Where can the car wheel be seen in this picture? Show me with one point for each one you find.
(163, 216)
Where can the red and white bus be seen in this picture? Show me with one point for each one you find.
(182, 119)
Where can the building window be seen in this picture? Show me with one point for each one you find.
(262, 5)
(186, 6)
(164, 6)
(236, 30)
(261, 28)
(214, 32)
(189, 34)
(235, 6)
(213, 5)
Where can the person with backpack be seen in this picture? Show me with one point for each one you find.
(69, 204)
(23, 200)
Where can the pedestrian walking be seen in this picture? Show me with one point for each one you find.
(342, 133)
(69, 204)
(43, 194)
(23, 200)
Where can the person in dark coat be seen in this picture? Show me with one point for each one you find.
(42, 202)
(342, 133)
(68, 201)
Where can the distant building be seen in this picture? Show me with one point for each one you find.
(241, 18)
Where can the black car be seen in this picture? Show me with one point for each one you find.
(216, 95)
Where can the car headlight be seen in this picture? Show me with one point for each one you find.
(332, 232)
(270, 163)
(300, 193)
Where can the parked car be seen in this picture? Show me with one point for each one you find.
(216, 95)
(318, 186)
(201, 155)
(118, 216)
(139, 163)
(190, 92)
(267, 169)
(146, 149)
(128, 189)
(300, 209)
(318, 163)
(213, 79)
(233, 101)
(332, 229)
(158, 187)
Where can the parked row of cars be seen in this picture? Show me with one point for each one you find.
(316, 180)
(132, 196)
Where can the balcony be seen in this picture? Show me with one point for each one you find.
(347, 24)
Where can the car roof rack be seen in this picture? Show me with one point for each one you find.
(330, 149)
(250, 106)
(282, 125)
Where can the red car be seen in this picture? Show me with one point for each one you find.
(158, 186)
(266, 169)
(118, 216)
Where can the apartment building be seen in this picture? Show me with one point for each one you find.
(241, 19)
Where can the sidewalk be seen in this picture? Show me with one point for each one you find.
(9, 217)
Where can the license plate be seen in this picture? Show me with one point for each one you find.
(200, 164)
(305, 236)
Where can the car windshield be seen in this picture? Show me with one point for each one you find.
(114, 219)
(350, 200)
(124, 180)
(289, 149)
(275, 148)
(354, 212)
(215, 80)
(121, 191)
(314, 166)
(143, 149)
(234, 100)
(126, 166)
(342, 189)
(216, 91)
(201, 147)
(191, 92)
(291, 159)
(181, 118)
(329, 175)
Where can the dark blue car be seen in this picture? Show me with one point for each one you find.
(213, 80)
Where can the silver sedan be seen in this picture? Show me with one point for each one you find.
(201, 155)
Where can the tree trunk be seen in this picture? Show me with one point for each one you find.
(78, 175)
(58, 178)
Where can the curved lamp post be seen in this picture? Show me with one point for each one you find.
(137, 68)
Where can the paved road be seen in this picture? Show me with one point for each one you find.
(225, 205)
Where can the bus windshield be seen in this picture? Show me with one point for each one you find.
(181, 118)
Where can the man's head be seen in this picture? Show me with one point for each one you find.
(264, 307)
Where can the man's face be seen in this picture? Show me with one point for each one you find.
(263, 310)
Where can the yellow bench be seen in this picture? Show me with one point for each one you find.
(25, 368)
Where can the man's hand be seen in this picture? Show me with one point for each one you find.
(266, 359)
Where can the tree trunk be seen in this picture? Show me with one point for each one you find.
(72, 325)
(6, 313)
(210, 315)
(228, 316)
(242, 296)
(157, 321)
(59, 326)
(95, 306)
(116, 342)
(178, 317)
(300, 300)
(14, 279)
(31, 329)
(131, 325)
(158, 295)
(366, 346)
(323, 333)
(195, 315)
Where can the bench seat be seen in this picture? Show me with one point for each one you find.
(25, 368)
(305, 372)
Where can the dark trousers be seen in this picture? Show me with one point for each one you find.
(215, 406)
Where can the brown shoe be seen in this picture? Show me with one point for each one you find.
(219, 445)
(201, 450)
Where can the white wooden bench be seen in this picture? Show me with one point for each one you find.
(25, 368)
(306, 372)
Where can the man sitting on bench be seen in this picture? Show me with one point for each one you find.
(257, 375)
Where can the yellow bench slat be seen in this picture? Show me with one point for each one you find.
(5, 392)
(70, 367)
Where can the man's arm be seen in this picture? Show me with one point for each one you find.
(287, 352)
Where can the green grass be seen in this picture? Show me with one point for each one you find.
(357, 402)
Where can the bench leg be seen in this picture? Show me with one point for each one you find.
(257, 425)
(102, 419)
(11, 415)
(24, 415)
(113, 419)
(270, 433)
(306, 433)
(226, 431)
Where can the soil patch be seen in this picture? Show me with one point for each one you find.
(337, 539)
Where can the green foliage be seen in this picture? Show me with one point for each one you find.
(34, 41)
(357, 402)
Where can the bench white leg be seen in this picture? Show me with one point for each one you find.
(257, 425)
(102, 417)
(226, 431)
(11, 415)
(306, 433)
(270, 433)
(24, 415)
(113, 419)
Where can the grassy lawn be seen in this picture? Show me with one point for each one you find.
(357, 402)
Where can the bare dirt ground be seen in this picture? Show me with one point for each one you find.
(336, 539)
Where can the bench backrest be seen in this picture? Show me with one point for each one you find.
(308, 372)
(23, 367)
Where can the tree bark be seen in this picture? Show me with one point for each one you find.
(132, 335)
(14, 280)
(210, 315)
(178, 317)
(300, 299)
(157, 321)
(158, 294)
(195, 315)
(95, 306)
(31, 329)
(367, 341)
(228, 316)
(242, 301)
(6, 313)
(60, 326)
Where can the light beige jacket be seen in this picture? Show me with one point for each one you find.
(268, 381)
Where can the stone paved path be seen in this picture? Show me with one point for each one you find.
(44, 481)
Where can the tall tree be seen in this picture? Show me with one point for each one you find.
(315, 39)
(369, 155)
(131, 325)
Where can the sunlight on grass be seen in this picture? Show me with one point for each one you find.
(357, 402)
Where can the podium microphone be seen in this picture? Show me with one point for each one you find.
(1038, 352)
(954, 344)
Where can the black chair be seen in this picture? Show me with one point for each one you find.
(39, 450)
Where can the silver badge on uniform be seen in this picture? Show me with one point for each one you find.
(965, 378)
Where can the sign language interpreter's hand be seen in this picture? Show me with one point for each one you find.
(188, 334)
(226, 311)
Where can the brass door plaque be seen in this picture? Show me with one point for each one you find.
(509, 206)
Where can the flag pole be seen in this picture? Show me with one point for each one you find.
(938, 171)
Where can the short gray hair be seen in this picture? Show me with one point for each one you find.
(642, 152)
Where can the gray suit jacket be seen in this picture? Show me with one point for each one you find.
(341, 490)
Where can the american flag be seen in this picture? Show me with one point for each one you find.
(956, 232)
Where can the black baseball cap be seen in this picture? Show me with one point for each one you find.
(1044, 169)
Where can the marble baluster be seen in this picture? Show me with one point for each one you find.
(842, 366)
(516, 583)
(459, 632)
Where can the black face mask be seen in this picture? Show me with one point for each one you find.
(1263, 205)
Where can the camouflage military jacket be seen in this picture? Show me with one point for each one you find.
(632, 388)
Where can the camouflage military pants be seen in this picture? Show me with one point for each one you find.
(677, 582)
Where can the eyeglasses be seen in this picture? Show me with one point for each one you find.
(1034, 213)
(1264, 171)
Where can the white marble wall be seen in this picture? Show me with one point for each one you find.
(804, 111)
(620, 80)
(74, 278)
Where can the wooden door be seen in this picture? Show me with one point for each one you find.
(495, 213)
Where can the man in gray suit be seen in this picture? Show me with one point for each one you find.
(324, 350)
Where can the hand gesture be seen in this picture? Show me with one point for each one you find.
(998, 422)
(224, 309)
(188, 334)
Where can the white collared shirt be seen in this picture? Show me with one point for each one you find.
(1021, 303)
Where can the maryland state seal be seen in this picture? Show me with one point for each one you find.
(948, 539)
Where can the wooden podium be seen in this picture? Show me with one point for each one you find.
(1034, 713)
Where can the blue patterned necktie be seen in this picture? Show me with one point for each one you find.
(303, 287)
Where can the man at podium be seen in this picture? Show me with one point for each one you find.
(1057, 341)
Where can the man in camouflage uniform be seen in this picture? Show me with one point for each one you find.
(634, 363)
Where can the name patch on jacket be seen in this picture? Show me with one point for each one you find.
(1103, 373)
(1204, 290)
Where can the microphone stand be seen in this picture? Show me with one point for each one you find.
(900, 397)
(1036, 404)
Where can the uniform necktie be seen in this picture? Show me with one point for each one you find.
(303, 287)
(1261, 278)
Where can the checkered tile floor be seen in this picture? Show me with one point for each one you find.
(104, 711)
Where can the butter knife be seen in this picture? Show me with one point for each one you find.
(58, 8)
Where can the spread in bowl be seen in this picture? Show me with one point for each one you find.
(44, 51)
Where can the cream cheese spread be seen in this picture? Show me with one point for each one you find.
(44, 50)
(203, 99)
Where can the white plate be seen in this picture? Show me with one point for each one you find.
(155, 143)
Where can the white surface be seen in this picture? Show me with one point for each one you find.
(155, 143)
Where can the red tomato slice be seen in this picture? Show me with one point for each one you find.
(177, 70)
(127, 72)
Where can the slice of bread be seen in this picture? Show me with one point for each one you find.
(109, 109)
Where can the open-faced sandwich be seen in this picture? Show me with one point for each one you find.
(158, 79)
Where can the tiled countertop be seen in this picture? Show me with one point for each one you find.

* * * * * * *

Task details: Repeat, with no changes, each line from the one with "Where can the butter" to the end of the listing, including both ends and nothing else.

Solution to this exercise:
Where can the butter knife be seen in this picture? Show me with one point for each one you find.
(58, 8)
Where can the spread in bowl be seen in this picture? Show me with one point for each one you find.
(44, 51)
Where can the cream cheese spread be seen in this picture? Show me with one point for each one you find.
(44, 50)
(203, 99)
Where can the white plate be seen in this picture? Show me with one point for each one you find.
(155, 143)
Where can the white surface be seen in this picture? Show me with one point for each one you find.
(155, 143)
Where can the red tomato slice be seen in this picture? Show me with one point for each one you find.
(177, 70)
(127, 72)
Where can the slice of bread be seen in this picture? Show me with one point for each one you find.
(109, 109)
Where can the open-faced sandwich be seen in this picture? Show me with one point for each one you find.
(158, 79)
Where can the tiled countertop be seen in this picture? Show me with one point for each one you find.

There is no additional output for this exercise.